» TASK REQUIREMENTS:
Reproduce the full article on NimbleEdge's launch of DeliteAI word for word, without any changes.

» SOURCE DOCUMENT:
┄┄┄┄┄┄┄┄┄┄
The platform lets developers run transformer models, agents, and LLMs natively on smartphones using an offline Python runtime and SDK.
Bengaluru-based deep tech startup NimbleEdge has launched DeliteAI, an open-source, on-device agentic AI platform designed to run entirely on smartphones without relying on cloud infrastructure.
The company claims the platform allows developers to build, deploy, and run fully customised AI-native experiences directly on user devices, positioning it as a privacy-focused alternative to traditional cloud-based AI systems.
The platform introduces a full-stack, production-ready infrastructure designed for optimal performance, privacy, and portability.
According to NimbleEdge, DeliteAI supports deployment of transformer models, large language models (LLMs), and multimodal AI, removing the need for cloud GPUs and enabling data to remain entirely on-device.
DeliteAI comprises three core components integrated into a unified platform: a production SDK featuring an optimised inference stack and, according to the company, the industry's first on-device Python runtime for orchestrating agentic workflows.
Additionally, there is a dedicated Agent Marketplace for discovering and integrating pre-built AI agents into mobile apps, as well as the NimbleEdge Assistant, which the company claims is the world's first fully on-device conversational AI assistant with built-in productivity tools.
┄┄┄┄┄┄┄┄┄┄
» MATERIAL SHOWN:
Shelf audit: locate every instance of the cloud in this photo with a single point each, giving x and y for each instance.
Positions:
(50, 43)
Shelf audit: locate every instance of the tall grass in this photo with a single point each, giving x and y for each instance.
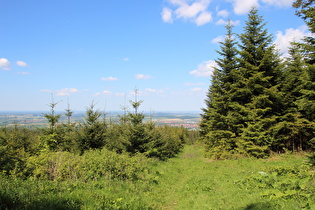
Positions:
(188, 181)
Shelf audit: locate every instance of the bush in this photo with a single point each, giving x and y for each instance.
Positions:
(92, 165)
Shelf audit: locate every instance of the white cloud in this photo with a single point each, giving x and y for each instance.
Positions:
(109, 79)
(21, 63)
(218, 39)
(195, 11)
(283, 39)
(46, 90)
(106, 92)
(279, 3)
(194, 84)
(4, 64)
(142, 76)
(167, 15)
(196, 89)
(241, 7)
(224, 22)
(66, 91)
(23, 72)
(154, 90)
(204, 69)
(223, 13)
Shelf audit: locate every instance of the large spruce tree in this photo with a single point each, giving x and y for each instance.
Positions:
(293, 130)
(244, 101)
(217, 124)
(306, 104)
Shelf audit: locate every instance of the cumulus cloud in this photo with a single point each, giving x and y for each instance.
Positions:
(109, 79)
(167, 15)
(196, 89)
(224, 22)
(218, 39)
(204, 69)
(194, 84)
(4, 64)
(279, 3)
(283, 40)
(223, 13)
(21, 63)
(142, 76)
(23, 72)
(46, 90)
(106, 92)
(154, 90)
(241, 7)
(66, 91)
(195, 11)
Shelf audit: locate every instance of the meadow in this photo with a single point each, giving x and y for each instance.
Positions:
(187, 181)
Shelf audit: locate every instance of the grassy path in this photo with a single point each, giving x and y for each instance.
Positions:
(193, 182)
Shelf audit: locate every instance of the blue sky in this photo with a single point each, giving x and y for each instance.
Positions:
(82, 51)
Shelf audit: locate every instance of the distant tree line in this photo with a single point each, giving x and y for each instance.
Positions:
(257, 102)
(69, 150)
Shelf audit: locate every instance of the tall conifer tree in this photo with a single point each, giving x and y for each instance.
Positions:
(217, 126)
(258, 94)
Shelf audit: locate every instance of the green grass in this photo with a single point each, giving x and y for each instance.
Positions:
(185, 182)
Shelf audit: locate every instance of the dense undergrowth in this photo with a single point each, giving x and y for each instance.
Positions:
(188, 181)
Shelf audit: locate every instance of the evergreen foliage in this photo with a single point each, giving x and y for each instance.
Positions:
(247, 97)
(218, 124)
┄┄┄┄┄┄┄┄┄┄
» WRITTEN ANSWER:
The platform lets developers run transformer models, agents, and LLMs natively on smartphones using an offline Python runtime and SDK.
Bengaluru-based deep tech startup NimbleEdge has launched DeliteAI, an open-source, on-device agentic AI platform designed to run entirely on smartphones without relying on cloud infrastructure.
The company claims the platform allows developers to build, deploy, and run fully customised AI-native experiences directly on user devices, positioning it as a privacy-focused alternative to traditional cloud-based AI systems.
The platform introduces a full-stack, production-ready infrastructure designed for optimal performance, privacy, and portability.
According to NimbleEdge, DeliteAI supports deployment of transformer models, large language models (LLMs), and multimodal AI, removing the need for cloud GPUs and enabling data to remain entirely on-device.
DeliteAI comprises three core components integrated into a unified platform: a production SDK featuring an optimised inference stack and, according to the company, the industry's first on-device Python runtime for orchestrating agentic workflows.
Additionally, there is a dedicated Agent Marketplace for discovering and integrating pre-built AI agents into mobile apps, as well as the NimbleEdge Assistant, which the company claims is the world's first fully on-device conversational AI assistant with built-in productivity tools.